• [Given data]:
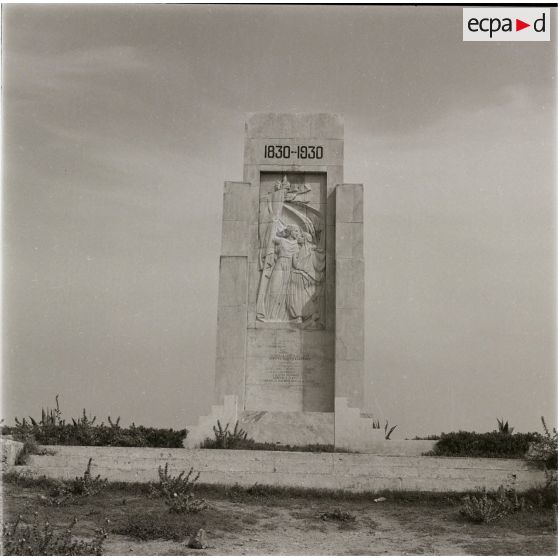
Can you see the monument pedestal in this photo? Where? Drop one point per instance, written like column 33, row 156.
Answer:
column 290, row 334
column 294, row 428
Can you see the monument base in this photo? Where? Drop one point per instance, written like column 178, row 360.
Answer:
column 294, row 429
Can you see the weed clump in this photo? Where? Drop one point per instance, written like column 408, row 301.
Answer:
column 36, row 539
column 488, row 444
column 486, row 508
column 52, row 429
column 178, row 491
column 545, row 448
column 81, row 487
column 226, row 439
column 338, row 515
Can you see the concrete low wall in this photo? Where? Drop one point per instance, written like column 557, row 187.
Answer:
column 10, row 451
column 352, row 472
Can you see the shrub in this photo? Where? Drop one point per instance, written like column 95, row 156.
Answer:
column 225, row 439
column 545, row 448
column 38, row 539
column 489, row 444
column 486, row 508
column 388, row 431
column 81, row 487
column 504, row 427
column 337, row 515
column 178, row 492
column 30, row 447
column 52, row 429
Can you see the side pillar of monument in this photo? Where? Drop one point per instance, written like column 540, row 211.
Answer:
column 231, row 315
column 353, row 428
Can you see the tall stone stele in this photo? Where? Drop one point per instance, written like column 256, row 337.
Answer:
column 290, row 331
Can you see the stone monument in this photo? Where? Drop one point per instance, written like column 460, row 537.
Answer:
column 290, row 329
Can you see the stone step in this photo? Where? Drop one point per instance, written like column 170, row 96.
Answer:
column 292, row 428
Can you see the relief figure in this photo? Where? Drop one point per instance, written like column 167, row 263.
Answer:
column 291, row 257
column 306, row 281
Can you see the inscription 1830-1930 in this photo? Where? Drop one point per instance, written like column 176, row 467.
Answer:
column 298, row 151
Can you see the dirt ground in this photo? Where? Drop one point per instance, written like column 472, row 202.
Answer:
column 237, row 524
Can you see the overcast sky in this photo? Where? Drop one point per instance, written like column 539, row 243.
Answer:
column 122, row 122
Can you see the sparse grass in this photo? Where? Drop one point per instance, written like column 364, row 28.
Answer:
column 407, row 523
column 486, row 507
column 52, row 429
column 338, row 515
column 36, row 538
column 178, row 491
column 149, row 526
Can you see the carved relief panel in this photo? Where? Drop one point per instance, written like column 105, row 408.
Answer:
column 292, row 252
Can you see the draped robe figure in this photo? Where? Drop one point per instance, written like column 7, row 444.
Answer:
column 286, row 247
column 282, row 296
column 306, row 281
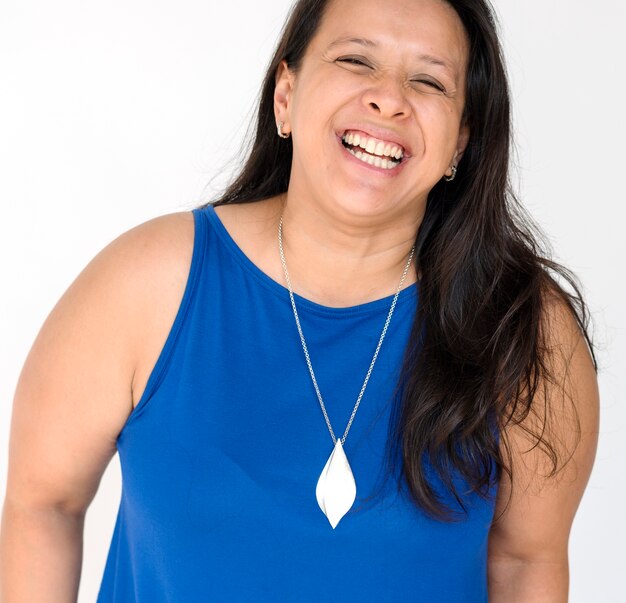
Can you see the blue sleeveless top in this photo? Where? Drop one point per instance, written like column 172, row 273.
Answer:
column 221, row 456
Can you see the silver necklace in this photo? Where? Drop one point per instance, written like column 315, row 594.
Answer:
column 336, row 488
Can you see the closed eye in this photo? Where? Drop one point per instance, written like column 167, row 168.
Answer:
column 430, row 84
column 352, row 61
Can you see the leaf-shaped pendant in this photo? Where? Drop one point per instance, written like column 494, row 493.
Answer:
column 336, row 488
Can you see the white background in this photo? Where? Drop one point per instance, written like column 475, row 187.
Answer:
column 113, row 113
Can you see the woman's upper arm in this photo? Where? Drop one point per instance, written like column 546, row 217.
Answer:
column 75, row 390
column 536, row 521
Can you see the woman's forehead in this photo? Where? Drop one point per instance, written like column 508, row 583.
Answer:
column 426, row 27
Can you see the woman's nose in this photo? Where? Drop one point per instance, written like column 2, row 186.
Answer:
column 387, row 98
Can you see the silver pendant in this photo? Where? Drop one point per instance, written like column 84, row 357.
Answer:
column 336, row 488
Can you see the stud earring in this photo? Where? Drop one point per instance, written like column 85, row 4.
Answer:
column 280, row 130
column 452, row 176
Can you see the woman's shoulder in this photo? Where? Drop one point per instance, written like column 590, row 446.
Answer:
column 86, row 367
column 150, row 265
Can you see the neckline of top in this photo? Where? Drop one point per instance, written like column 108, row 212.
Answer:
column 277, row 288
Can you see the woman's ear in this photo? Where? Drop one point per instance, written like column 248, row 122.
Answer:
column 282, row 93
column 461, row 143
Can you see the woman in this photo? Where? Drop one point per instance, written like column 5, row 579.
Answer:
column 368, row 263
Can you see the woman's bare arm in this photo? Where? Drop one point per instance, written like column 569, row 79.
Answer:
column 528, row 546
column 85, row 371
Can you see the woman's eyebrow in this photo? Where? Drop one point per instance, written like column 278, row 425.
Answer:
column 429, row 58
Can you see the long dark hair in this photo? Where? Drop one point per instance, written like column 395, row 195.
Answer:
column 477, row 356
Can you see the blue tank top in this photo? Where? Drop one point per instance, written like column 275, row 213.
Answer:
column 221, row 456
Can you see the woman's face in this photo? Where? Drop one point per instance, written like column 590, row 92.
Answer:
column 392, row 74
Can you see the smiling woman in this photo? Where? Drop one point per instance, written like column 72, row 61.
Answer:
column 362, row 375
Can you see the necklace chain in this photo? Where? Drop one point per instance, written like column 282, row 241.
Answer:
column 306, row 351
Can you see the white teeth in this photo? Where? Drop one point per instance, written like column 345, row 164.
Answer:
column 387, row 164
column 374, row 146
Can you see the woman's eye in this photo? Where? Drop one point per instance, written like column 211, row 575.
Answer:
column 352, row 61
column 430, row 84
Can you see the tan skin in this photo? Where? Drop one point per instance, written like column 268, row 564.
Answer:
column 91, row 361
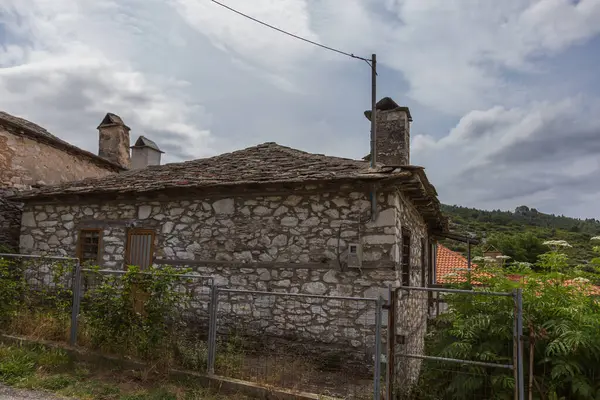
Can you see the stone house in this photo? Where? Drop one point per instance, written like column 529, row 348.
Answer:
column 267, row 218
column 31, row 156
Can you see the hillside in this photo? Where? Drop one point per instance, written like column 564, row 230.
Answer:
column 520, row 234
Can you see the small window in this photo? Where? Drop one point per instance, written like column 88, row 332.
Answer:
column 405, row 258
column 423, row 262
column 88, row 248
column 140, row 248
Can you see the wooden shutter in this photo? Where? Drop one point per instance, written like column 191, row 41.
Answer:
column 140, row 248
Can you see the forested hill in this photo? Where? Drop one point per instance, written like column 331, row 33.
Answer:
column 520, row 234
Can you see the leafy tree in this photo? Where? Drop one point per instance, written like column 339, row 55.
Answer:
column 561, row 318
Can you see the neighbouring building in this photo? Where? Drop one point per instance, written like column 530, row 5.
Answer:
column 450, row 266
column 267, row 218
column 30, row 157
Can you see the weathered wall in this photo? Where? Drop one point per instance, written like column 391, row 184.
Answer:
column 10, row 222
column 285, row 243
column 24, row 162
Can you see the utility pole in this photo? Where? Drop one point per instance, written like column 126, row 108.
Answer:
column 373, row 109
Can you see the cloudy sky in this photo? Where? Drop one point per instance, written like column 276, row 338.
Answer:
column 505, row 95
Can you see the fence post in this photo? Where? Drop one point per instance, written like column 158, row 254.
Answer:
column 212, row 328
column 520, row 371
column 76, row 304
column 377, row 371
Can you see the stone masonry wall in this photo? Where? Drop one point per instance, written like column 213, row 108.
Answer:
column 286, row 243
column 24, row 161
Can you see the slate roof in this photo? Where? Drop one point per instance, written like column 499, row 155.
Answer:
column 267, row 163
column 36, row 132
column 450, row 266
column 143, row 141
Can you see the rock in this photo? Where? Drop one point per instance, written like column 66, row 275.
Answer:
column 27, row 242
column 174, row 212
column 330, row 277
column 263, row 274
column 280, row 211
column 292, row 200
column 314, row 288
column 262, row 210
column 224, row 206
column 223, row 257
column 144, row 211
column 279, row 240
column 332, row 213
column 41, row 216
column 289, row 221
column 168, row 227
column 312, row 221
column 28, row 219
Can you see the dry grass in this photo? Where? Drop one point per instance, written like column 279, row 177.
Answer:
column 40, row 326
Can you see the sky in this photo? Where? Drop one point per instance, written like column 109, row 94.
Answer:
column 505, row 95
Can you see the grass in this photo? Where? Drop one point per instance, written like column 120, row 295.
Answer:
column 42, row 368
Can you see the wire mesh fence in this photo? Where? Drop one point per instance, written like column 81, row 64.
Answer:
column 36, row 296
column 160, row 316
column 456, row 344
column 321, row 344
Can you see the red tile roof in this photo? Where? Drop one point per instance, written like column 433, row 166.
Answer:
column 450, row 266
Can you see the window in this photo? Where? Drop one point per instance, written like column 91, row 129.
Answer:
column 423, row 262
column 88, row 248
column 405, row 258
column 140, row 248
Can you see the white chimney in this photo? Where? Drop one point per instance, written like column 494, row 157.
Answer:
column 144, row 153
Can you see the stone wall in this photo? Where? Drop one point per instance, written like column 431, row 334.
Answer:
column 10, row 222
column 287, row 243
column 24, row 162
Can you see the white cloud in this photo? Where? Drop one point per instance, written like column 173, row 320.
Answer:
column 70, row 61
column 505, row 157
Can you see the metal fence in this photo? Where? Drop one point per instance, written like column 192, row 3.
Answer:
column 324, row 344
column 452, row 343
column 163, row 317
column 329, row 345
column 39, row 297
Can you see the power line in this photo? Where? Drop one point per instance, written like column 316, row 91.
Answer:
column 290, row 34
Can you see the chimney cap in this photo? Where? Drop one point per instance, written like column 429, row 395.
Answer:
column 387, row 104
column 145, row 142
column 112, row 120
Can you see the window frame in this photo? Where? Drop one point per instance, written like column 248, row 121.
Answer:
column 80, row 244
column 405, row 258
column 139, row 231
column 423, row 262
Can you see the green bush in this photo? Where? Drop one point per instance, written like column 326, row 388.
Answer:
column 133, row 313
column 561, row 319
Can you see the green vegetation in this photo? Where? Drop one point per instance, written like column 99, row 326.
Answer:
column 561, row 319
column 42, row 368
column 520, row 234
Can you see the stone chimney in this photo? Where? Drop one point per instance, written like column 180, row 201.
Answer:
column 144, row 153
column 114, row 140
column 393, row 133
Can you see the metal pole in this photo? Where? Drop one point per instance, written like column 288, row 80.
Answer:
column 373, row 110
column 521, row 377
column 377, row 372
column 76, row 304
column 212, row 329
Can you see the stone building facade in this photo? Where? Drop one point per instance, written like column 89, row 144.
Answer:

...

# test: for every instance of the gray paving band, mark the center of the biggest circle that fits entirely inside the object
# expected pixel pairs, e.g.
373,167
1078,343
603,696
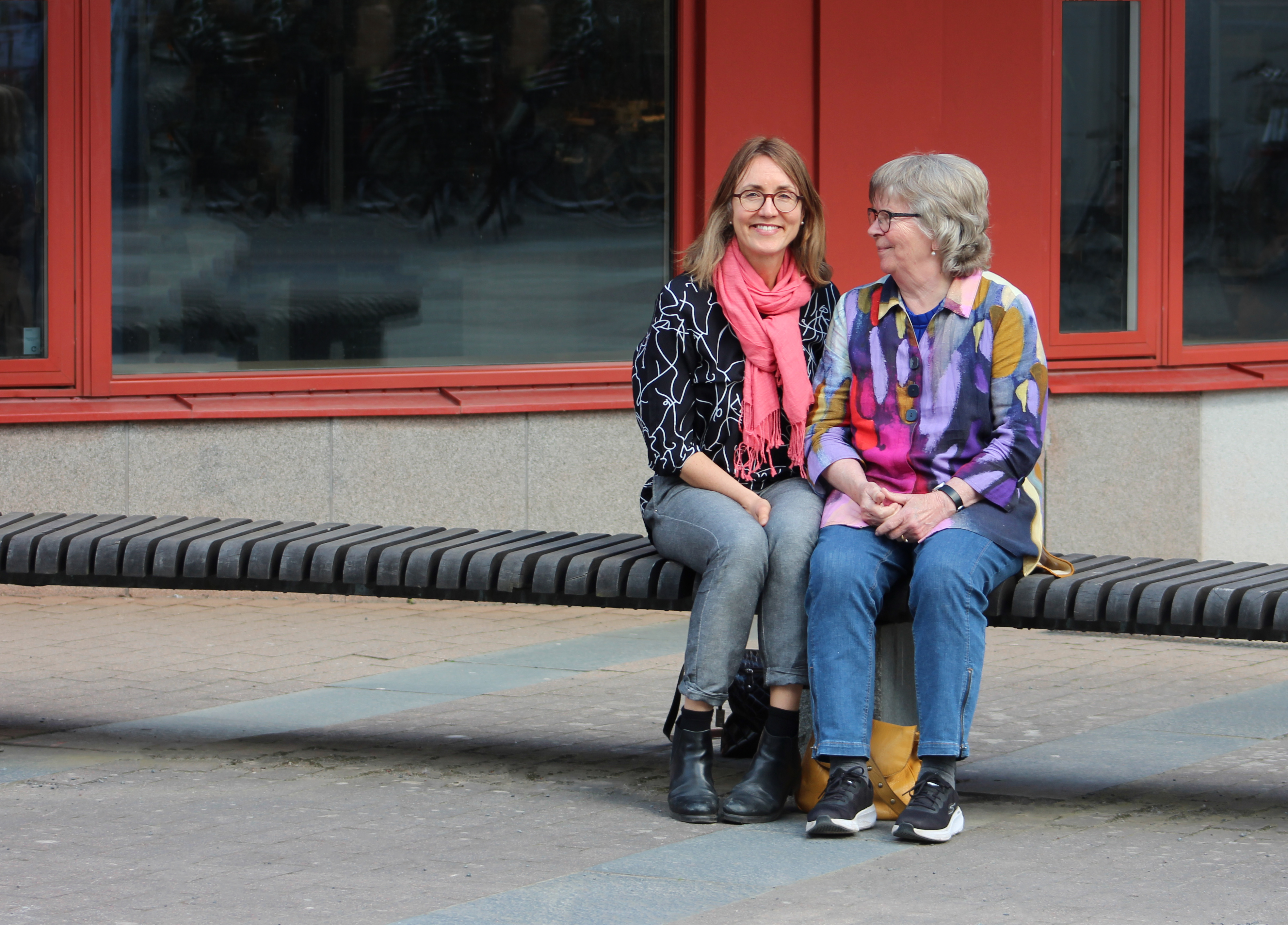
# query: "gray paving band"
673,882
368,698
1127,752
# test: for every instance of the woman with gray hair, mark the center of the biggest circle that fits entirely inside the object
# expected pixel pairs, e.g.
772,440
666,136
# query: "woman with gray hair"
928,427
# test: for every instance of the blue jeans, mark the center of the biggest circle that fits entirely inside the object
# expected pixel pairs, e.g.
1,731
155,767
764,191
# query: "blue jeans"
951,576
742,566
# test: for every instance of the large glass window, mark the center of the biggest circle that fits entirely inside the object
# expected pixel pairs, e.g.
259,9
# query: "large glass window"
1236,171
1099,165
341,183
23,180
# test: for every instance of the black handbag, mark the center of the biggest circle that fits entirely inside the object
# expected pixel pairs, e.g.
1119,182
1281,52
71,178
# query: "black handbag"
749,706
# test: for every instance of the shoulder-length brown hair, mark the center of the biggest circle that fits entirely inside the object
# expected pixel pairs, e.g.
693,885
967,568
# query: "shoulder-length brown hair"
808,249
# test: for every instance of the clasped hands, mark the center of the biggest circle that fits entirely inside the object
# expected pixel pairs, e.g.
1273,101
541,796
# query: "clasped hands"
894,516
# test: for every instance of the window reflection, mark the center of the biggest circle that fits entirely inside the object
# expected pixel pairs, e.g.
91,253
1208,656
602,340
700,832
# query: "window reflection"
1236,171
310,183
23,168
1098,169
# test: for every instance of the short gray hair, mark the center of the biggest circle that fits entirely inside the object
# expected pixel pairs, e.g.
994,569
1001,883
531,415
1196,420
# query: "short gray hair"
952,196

* * *

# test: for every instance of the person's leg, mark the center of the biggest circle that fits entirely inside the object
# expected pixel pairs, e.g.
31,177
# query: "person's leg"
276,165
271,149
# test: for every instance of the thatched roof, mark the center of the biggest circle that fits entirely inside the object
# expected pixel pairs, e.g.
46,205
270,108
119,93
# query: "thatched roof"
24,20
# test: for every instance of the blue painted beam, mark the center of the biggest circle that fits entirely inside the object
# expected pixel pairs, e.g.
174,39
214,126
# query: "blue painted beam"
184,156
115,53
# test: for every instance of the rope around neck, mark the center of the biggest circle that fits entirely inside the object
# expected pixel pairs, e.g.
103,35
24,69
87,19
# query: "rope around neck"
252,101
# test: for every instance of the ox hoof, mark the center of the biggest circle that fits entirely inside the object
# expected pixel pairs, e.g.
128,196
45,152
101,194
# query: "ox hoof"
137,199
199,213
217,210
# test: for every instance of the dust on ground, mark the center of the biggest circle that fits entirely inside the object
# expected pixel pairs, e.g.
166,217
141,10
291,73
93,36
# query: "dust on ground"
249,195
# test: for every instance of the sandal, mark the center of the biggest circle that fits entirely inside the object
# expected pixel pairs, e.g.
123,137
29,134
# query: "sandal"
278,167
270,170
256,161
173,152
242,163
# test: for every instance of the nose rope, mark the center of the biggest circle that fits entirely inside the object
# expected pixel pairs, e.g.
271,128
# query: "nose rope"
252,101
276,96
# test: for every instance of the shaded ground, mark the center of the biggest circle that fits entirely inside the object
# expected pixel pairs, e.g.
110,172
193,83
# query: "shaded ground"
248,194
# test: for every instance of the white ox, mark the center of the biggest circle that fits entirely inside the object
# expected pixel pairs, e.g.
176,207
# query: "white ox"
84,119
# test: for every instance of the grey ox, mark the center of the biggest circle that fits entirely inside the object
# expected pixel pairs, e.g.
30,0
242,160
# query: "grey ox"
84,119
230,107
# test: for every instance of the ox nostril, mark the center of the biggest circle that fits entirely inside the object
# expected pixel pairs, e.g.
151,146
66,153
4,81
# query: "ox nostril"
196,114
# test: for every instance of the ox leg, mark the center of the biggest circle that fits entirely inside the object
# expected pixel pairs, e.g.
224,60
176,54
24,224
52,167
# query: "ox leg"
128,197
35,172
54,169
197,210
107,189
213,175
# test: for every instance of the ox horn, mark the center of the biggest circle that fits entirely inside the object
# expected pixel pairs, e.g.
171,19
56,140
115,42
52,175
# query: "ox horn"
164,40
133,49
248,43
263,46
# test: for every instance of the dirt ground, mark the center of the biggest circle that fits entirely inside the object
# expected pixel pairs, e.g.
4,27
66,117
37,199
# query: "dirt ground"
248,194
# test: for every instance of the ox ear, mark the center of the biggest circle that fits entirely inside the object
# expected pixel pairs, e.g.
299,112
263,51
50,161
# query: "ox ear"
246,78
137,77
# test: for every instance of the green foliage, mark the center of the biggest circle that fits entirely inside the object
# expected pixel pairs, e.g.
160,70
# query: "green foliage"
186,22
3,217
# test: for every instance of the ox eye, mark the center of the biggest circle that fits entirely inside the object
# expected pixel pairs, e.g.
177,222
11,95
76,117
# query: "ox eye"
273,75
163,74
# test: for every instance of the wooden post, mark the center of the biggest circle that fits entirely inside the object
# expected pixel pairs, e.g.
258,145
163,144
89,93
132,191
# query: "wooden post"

• [Required task]: Update everything from the line containing "Can you see the monument pedestal" down to the line containing "column 352, row 472" by replacing "weed clump" with "grass tuft", leaving all else unchanged.

• [Solution for this problem]:
Can you see the monument pedestal in this photo? Where? Drop one point per instance, written like column 33, row 156.
Answer:
column 290, row 334
column 294, row 428
Can you see the monument base in this photo? Where? Drop one point per instance, written like column 178, row 360.
Answer:
column 294, row 429
Can you see the grass tuft in this photo? Where? Drop one point per instance, written like column 408, row 301.
Answer:
column 36, row 539
column 488, row 444
column 486, row 508
column 52, row 429
column 178, row 491
column 545, row 448
column 81, row 487
column 226, row 439
column 338, row 515
Can you see the concrete low wall in this photo? Where? Drop one point per instance, written like column 557, row 187.
Answer:
column 10, row 451
column 352, row 472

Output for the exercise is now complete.